**Stored data entries:**
________________
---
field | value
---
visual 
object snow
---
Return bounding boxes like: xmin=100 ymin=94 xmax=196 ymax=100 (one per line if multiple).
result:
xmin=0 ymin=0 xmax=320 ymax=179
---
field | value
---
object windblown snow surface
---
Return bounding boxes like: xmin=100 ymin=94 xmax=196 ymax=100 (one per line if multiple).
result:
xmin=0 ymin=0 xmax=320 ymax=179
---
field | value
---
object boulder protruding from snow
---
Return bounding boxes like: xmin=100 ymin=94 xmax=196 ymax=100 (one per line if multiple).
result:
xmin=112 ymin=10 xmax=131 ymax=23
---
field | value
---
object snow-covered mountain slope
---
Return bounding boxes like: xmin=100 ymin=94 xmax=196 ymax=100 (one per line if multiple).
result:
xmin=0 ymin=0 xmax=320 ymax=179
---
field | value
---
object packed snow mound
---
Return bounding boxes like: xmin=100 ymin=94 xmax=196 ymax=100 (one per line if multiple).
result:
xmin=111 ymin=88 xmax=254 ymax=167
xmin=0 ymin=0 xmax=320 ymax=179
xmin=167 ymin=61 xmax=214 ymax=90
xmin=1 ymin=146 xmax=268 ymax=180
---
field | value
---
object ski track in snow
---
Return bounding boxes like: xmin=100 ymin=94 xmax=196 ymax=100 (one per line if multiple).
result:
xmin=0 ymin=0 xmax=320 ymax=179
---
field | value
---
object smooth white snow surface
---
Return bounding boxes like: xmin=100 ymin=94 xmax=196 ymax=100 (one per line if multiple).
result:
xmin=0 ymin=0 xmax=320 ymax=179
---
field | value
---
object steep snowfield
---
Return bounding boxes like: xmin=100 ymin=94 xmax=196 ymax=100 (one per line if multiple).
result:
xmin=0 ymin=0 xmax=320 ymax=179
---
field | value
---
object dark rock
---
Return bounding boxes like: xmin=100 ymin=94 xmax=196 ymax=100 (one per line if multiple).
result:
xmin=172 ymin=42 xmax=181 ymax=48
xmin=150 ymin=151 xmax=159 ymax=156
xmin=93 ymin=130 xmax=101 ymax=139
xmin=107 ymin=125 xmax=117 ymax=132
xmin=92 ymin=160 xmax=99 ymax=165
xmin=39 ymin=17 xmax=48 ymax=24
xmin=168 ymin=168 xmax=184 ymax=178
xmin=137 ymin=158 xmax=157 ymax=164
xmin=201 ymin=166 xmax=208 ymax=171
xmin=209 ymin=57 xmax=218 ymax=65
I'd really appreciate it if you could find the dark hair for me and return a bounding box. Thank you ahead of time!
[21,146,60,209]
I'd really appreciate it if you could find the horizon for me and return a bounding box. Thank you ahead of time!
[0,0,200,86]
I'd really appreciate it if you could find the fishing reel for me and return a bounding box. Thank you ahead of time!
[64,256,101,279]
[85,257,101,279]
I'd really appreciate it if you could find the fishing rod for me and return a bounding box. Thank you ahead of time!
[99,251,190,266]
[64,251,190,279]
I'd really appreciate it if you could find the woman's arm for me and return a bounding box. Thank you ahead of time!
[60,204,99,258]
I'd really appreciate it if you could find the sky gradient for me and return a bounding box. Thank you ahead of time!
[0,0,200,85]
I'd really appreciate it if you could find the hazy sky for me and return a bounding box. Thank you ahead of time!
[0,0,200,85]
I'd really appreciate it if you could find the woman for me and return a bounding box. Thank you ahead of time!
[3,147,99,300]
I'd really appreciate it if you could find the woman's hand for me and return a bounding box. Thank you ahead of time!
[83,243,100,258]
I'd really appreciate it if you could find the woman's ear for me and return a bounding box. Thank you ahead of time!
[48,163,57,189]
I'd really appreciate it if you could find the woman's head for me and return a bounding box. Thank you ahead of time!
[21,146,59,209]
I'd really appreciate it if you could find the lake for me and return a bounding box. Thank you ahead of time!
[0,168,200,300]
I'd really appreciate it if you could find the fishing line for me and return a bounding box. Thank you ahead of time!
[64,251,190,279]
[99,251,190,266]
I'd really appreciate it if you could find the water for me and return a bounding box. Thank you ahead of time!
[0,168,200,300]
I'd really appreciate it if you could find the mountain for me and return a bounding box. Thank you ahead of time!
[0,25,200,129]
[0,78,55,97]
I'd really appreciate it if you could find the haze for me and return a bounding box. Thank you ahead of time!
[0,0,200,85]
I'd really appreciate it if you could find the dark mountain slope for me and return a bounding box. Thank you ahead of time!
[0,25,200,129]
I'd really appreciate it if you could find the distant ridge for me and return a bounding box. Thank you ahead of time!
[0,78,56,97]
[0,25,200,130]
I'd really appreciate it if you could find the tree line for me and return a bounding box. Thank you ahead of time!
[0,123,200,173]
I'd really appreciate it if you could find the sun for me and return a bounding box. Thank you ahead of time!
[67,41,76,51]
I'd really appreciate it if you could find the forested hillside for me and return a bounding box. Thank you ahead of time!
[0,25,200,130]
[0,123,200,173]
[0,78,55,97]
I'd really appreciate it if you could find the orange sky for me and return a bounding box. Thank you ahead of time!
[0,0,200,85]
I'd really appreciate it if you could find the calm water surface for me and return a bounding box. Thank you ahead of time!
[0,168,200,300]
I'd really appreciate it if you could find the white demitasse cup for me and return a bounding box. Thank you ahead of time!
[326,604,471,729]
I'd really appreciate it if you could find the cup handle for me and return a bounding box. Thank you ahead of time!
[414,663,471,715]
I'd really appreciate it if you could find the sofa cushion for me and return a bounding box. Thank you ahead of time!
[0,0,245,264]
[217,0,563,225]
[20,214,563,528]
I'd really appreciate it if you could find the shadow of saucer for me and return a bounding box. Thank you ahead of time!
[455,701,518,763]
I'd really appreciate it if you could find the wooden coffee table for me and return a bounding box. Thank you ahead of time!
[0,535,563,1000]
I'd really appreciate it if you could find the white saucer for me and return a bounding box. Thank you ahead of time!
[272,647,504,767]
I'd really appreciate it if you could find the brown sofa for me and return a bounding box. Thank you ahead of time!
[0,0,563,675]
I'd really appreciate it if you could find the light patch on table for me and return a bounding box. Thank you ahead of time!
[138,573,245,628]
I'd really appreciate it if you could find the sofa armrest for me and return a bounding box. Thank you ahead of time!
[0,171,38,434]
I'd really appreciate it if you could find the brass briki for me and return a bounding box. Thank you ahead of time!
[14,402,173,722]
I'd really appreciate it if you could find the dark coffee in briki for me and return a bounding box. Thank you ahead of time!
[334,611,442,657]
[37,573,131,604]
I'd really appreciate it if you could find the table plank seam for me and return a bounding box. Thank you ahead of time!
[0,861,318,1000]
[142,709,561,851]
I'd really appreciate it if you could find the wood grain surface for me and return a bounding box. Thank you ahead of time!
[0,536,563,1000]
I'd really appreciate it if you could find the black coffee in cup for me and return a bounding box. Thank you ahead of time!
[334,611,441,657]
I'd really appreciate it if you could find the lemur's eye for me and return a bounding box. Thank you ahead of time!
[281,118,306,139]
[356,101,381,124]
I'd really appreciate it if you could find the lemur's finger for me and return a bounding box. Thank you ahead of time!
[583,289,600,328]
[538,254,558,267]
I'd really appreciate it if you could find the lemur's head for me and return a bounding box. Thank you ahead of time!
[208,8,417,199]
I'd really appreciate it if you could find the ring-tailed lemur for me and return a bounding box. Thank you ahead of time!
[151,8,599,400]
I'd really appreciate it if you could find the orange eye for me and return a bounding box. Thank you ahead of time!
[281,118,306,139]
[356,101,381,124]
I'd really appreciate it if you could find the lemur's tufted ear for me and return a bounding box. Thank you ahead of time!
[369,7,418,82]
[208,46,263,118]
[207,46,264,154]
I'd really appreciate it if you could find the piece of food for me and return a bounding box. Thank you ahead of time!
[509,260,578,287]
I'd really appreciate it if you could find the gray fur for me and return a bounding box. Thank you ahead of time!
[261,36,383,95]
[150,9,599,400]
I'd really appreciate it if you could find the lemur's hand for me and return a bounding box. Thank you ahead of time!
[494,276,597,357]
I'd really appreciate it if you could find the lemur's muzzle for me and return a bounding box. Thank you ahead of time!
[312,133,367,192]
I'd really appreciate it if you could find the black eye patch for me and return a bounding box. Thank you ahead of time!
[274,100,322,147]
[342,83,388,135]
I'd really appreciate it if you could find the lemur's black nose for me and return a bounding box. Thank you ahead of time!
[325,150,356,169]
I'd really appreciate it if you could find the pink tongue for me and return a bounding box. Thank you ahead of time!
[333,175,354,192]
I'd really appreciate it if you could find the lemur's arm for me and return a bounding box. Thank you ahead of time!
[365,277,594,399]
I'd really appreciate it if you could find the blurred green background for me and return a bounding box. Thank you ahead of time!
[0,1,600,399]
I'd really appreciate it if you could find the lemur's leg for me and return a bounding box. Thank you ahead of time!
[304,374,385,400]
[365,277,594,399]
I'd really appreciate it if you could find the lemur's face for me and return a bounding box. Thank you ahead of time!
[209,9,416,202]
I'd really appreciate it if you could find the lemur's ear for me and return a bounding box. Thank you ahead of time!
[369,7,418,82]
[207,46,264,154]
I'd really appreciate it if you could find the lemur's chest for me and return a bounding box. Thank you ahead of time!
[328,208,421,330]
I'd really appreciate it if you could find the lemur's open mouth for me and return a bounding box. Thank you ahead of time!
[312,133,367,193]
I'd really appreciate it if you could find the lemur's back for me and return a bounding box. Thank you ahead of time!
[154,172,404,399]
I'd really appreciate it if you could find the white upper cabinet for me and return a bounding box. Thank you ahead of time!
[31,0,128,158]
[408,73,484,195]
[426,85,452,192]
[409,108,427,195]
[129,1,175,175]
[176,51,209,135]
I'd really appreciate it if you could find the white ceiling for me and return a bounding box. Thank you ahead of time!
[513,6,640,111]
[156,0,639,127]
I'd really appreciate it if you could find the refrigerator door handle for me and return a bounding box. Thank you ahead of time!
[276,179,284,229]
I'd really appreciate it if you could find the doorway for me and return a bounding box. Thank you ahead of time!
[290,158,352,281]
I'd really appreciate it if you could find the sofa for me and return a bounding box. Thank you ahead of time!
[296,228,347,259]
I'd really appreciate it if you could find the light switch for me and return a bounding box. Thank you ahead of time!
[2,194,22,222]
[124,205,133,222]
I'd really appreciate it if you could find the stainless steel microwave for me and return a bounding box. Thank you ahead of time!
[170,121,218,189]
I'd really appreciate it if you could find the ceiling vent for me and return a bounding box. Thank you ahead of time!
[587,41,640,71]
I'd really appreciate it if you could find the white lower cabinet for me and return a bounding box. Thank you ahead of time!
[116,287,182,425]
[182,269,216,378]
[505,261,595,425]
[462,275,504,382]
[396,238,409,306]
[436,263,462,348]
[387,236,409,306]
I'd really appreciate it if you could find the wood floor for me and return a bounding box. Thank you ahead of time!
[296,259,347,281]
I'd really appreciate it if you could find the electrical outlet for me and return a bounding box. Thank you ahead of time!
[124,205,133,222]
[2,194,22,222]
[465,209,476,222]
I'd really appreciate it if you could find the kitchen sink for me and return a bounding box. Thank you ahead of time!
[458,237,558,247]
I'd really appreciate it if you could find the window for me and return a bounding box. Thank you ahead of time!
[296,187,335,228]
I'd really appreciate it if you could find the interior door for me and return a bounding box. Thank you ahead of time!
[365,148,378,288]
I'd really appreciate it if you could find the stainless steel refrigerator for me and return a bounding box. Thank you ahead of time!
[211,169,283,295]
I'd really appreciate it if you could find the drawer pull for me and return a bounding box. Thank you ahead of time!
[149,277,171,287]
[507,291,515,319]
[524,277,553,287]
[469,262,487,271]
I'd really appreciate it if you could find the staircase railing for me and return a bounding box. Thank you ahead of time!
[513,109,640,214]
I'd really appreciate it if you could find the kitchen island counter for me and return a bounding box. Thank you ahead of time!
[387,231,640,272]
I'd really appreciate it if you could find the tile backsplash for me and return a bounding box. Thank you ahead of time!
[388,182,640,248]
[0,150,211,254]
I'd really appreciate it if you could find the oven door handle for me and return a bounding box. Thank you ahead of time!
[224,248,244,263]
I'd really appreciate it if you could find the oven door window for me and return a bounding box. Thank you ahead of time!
________________
**AIM:** Please change "boulder" to "stone" in everything from the first line down to the line containing "xmin=112 ymin=10 xmax=131 ymax=23", and return only those lines with nothing else altered.

**TASK ANSWER:**
---
field | value
---
visual 
object snow
---
Return bounding boxes like: xmin=100 ymin=94 xmax=196 ymax=100 (one per line if multiple).
result:
xmin=0 ymin=0 xmax=320 ymax=179
---
field | value
---
object windblown snow surface
---
Return bounding boxes like: xmin=100 ymin=94 xmax=196 ymax=100 (one per line if multiple).
result:
xmin=0 ymin=0 xmax=320 ymax=179
---
field | value
---
object stone protruding from snow
---
Return bounding boxes like: xmin=100 ymin=94 xmax=196 ymax=100 (one per line if multiple).
result:
xmin=112 ymin=10 xmax=131 ymax=23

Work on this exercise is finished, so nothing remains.